> _What is asked_:
Please copy the records below word for word, from the line with "find every palm-like" up to and including the line with "438,277,489,315".

═════ Provided material

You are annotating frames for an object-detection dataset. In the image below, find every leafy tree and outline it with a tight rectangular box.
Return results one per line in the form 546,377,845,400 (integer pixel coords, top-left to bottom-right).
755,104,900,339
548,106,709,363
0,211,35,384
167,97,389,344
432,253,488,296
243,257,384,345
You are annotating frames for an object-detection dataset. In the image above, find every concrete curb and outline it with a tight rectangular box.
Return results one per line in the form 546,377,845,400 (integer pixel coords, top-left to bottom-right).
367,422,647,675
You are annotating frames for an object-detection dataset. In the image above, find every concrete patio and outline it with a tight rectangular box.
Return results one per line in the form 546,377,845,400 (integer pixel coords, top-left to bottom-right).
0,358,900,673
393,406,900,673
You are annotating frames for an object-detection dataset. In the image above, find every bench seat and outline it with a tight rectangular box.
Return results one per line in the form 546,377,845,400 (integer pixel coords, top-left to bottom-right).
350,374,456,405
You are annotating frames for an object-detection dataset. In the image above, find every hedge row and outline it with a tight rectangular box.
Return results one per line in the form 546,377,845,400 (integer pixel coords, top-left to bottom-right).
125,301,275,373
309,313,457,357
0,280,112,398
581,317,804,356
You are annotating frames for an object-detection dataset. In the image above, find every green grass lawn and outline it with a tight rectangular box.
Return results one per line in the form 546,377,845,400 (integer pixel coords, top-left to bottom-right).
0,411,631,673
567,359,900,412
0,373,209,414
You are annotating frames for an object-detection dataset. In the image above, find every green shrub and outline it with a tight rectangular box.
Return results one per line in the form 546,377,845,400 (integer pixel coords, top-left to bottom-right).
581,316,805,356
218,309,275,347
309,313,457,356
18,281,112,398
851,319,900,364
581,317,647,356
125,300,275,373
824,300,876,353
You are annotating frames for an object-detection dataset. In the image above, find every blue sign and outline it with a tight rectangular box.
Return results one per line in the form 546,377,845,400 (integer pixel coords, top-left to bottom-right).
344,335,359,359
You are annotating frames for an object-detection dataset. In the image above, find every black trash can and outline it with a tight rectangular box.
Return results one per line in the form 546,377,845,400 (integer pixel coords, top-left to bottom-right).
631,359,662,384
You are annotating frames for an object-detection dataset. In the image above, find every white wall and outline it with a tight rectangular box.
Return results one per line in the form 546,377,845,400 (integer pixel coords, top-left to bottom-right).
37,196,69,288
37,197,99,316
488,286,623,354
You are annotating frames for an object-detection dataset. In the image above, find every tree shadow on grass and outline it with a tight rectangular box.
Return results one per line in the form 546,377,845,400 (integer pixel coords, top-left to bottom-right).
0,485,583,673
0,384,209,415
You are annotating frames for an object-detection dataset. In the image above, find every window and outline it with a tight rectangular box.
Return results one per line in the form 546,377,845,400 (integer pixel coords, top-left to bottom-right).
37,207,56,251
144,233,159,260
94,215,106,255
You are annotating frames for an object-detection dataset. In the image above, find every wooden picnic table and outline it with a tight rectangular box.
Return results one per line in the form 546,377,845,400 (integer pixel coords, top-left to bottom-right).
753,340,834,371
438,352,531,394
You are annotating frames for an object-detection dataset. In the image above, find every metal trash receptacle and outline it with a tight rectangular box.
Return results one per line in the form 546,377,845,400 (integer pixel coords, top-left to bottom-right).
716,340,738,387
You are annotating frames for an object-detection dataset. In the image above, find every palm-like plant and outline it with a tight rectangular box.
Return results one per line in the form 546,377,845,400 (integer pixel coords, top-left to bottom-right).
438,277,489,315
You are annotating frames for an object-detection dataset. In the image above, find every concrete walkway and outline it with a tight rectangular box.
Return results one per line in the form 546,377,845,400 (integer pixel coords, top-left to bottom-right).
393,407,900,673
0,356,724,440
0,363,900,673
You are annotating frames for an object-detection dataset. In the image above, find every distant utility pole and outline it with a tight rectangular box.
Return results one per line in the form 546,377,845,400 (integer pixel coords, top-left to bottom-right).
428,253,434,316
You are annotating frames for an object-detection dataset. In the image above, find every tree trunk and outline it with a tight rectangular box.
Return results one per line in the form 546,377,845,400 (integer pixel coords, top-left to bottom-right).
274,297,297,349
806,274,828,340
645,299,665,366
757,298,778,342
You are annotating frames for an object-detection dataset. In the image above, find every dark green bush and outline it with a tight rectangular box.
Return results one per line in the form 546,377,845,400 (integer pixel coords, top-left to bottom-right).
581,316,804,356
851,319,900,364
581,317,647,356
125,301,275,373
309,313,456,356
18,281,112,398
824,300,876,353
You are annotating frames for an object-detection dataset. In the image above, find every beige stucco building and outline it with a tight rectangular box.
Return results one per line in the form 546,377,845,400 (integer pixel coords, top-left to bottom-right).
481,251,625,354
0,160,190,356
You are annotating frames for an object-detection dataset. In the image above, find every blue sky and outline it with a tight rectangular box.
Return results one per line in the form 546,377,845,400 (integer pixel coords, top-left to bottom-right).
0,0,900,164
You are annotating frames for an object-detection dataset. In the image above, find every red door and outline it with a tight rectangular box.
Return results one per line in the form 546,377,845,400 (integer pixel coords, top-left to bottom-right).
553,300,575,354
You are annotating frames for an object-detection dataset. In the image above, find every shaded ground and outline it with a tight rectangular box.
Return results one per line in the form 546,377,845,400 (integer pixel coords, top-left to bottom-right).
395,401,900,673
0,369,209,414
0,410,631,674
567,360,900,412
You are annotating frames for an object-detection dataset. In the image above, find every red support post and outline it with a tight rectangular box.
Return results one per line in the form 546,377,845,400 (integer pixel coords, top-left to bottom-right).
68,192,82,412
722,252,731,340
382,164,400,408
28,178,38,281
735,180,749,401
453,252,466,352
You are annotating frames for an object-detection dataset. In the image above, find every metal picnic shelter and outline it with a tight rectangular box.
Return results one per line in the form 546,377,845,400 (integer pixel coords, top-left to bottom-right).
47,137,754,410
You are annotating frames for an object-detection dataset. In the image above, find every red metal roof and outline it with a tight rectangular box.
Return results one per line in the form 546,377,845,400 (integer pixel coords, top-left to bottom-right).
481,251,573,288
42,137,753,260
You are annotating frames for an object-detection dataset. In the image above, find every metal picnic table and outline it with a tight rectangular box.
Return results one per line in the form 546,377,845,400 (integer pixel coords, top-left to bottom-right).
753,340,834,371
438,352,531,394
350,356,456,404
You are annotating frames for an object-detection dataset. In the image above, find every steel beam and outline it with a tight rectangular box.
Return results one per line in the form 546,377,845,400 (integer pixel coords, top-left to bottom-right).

══════════

> _Task answer_:
You are annotating frames for an object-detection dataset. In the image above, find every palm-like plant and outline it with a tight rectangular box.
Return results one per line in the form 546,377,845,400 (integer pixel coords, top-left to bottom-right).
438,277,489,315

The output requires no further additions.